→ **Given instruction**
Your task is to transcribe the data in full.

→ **Material for this task**

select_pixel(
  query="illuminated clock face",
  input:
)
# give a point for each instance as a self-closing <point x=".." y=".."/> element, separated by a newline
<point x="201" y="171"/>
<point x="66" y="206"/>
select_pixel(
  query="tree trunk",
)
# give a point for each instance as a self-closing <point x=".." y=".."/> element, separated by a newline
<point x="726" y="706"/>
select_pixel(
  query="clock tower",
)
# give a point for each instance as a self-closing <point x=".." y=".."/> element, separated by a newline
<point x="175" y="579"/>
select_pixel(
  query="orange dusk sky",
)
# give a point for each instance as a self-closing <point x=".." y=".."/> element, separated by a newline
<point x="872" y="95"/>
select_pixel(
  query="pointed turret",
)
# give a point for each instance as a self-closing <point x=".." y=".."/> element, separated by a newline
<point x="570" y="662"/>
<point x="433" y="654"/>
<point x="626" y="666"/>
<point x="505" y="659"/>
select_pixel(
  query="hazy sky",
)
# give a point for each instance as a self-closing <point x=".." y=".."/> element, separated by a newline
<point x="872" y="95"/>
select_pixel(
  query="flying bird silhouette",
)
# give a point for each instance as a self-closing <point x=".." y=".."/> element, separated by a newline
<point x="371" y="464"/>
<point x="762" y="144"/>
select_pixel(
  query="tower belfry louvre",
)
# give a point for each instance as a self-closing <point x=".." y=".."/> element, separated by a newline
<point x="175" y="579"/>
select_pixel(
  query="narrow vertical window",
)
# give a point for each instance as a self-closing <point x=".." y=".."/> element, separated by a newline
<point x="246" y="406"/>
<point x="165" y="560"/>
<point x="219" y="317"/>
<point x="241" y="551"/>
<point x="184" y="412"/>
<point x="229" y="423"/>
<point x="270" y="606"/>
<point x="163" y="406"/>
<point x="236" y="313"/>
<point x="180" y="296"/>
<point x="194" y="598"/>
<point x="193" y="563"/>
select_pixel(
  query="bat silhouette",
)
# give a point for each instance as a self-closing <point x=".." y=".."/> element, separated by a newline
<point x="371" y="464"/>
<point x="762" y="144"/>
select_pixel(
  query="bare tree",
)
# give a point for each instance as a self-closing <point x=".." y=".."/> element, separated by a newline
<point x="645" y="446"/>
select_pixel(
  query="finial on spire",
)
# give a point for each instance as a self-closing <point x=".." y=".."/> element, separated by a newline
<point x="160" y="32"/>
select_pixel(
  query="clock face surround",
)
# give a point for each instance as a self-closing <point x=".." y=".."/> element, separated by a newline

→ **The response**
select_pixel(
  query="illuminated clock face",
  input:
)
# give a point for each instance as a self-closing <point x=".." y=".."/> element, separated by a newline
<point x="201" y="171"/>
<point x="66" y="206"/>
select_pixel(
  query="tree trunk",
)
# give a point for each instance as a self-closing <point x=".." y=".."/> element, separated by a newline
<point x="726" y="706"/>
select_pixel(
  query="clock tower",
)
# give a point for each instance as a self-closing <point x=".." y=".."/> element, separated by a newline
<point x="175" y="579"/>
select_pixel(
  query="orange dusk sky",
)
# give a point for each instance as a self-closing <point x=".." y=".."/> element, separated by a newline
<point x="872" y="95"/>
select_pixel(
  query="pointed turret",
)
# give a point for each instance as a self-closing <point x=".." y=".."/> element, separated by a newline
<point x="570" y="662"/>
<point x="433" y="654"/>
<point x="626" y="666"/>
<point x="505" y="659"/>
select_pixel(
  query="hazy sky",
)
# give a point for each instance as a self-closing <point x=".." y=".."/> element, separated by a newline
<point x="872" y="95"/>
select_pixel(
  query="flying bird silhouette",
)
# give a point for each instance as a self-closing <point x=".." y=".."/> element, separated by a newline
<point x="371" y="464"/>
<point x="762" y="144"/>
select_pixel(
  query="tower belfry louvre",
)
# give a point for each instance as a self-closing <point x=".." y=".."/> element, separated by a newline
<point x="175" y="579"/>
select_pixel(
  query="narrow vertical window",
)
# give a point for each instance as a self-closing <point x=".." y=".."/> element, separated by a newline
<point x="246" y="406"/>
<point x="165" y="560"/>
<point x="219" y="317"/>
<point x="241" y="551"/>
<point x="184" y="412"/>
<point x="229" y="423"/>
<point x="270" y="606"/>
<point x="163" y="406"/>
<point x="236" y="313"/>
<point x="180" y="296"/>
<point x="194" y="598"/>
<point x="193" y="563"/>
select_pixel(
  query="bat silhouette",
)
# give a point for each instance as a self-closing <point x=".." y=".."/> element, separated by a newline
<point x="371" y="464"/>
<point x="762" y="144"/>
select_pixel(
  query="bare tree",
)
# give a point for each instance as a self-closing <point x=".." y=".."/> element, separated by a newline
<point x="645" y="446"/>
select_pixel(
  query="finial on spire",
)
# give a point for each instance as a self-closing <point x=".." y=".."/> element, separated by a newline
<point x="160" y="32"/>
select_pixel(
  query="clock face surround",
)
# give a point for each instance as a self-closing <point x=".." y=".."/> element, separated by a newline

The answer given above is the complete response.